# TASKS AND EXERCISES
1. Reproduce the Yigal Bibi text word for word, everything from "Yigal Bibi (יגאל" down to "term in 1992).".
2. Resume the biography of Yigal Bibi from where it stops.

# READING TEXT
Faction represented in the Knesset
- 1988–2003: National Religious Party

Personal details
- Born: 21 January 1942 (age 83) Tiberias, Mandatory Palestine

= Yigal Bibi =

Israeli politician (born 1942)

Yigal Bibi (יגאל ביבי; born 21 January 1942) is a former Israeli politician who served as a member of the Knesset for the National Religious Party between 1988 and 2003.

==Biography==
Born in Tiberias during the Mandate era, Bibi studied at the Bnei Akiva Talmudic College before gaining a BA in political science and Jewish history at Bar-Ilan University. He worked as a teacher.

Bibi served as mayor of his hometown between 1978 and 1988, and was deputy chairman of the Union of Local Authorities. A member of the central institutions of the National Religious Party, he was first elected to the Knesset in 1988. During his first term, he served as Deputy Minister in the Prime Minister's Office (from August 1990 until November 1990) and Deputy Minister of the Environment (from November 1990 until the end of the Knesset term in 1992).

# DATA SUPPLIED
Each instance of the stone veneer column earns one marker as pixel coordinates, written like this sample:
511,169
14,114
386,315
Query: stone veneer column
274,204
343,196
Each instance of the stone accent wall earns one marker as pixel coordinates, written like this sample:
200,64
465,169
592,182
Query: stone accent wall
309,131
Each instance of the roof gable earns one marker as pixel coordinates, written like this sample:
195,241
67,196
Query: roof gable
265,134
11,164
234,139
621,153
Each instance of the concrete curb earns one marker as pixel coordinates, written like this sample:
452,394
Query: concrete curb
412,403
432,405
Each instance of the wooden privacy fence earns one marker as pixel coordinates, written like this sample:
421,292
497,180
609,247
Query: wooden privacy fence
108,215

--

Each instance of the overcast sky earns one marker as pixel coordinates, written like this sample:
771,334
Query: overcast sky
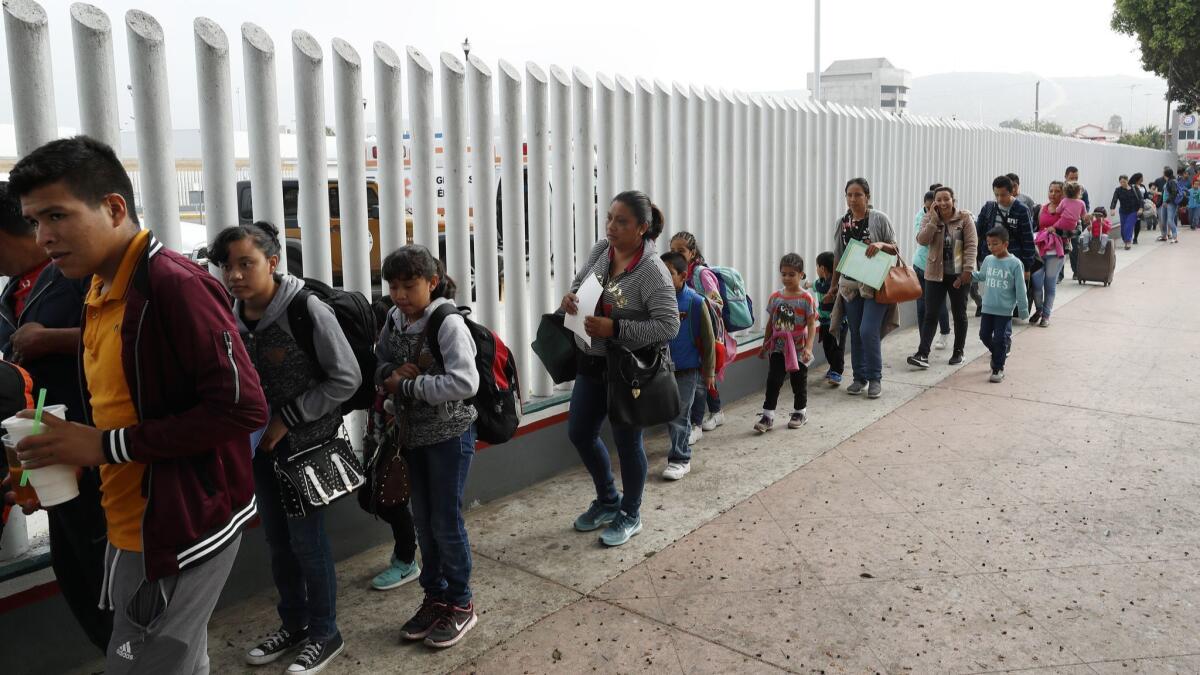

# LIST OF ANSWERS
1.
Yigal Bibi (יגאל ביבי; born 21 January 1942) is a former Israeli politician who served as a member of the Knesset for the National Religious Party between 1988 and 2003.

==Biography==
Born in Tiberias during the Mandate era, Bibi studied at the Bnei Akiva Talmudic College before gaining a BA in political science and Jewish history at Bar-Ilan University. He worked as a teacher.

Bibi served as mayor of his hometown between 1978 and 1988, and was deputy chairman of the Union of Local Authorities. A member of the central institutions of the National Religious Party, he was first elected to the Knesset in 1988. During his first term, he served as Deputy Minister in the Prime Minister's Office (from August 1990 until November 1990) and Deputy Minister of the Environment (from November 1990 until the end of the Knesset term in 1992).

2.
After being re-elected in 1992, Bibi became the party's parliamentary group chairman. He was re-elected again in 1996 and served in Binyamin Netanyahu's government as Deputy Minister in the PM's Office (July to August 1996) and Deputy Minister of Religious Affairs (August 1996 until January 1998, and again from February 1998 until the end of the Knesset term the following year).

For the 1999 elections he was placed fourth on the NRP list, and retained his seat for a third time. He again served as Deputy Minister of Religious Affairs from August 1999 until July 2000.

After winning only eighth spot on the party's list for the 2003 elections, he lost his seat as the party was reduced to six MKs.